_Records provided_
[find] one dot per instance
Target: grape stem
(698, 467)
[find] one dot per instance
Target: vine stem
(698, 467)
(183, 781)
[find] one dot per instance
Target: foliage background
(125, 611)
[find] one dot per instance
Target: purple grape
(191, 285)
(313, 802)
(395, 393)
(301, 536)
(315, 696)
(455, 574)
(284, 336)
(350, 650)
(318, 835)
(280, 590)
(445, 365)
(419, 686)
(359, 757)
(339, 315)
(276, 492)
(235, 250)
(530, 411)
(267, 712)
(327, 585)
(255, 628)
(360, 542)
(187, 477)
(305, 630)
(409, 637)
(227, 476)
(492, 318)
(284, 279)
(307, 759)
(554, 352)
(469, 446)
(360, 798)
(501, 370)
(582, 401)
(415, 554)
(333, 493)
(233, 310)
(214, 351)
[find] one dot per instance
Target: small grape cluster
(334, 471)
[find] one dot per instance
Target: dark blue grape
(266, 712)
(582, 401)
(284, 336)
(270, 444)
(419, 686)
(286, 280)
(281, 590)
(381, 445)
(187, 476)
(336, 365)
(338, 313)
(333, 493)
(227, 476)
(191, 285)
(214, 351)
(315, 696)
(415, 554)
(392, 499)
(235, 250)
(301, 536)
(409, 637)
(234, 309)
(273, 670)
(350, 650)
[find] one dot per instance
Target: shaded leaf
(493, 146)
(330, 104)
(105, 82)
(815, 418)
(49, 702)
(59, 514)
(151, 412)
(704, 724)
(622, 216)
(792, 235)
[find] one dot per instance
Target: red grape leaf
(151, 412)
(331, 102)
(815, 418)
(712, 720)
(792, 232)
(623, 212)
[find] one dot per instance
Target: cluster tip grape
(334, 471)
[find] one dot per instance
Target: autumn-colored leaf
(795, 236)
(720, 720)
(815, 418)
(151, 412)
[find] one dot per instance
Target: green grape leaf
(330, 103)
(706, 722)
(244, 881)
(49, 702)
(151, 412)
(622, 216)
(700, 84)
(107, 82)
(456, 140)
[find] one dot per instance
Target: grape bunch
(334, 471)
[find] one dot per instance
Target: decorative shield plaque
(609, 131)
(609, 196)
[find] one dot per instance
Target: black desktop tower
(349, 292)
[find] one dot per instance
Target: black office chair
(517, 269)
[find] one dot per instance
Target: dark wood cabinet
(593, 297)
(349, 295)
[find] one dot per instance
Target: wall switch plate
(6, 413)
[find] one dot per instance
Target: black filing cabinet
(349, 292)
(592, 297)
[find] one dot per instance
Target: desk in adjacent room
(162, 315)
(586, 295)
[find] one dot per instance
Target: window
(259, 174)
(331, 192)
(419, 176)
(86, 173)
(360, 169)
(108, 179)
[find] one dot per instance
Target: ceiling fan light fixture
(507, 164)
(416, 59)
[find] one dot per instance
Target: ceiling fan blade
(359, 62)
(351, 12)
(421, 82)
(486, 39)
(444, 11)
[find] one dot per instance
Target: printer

_What is being asked_
How many of the lines above contain the word "grape"? Reply with the number only.

_Written answer_
8